TASK PROMPT —
Entries follow. Return each line that contains the word "fence".

—————

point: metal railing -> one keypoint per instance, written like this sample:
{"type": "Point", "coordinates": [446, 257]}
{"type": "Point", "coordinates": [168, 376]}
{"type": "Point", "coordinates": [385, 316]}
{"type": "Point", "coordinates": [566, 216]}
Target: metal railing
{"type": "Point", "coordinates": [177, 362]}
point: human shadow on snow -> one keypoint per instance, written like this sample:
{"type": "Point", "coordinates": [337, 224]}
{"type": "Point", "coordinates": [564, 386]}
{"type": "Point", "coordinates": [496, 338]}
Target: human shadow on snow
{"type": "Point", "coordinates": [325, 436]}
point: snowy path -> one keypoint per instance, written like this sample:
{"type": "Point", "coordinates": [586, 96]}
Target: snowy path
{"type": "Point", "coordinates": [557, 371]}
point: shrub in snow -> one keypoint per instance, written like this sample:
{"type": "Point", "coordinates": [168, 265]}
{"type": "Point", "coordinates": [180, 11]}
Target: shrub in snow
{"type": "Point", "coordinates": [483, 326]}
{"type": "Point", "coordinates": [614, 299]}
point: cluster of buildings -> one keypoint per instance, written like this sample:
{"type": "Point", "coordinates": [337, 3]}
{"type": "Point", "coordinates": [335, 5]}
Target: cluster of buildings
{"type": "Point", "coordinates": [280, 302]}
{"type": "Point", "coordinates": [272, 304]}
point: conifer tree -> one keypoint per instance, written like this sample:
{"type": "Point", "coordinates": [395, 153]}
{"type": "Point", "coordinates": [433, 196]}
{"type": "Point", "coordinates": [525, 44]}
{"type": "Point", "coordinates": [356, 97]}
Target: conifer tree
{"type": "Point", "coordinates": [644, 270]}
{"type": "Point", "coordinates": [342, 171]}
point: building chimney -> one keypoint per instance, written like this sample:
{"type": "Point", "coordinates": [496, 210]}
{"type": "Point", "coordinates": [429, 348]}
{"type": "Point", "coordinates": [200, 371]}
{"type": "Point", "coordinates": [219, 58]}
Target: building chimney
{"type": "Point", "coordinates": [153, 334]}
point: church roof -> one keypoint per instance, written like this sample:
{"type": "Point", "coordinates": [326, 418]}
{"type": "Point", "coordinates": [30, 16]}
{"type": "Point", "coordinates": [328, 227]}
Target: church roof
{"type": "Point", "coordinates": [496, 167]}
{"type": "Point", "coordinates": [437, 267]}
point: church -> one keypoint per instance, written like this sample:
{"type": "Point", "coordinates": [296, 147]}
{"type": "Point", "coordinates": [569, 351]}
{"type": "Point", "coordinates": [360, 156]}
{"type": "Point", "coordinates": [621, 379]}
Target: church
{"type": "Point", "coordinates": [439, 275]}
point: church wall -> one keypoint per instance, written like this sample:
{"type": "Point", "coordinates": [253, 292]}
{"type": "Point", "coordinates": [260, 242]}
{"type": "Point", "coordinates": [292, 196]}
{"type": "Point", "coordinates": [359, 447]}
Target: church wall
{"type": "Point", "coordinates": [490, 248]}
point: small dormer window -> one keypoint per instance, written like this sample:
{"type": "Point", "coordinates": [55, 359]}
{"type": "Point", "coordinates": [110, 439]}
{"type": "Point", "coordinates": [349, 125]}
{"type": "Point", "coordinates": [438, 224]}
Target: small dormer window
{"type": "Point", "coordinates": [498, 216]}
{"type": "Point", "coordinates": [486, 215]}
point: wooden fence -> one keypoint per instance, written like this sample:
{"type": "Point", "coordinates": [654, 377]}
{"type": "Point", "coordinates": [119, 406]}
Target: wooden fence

—————

RESPONSE —
point: wooden fence -> one keypoint per instance, written like this sample:
Target: wooden fence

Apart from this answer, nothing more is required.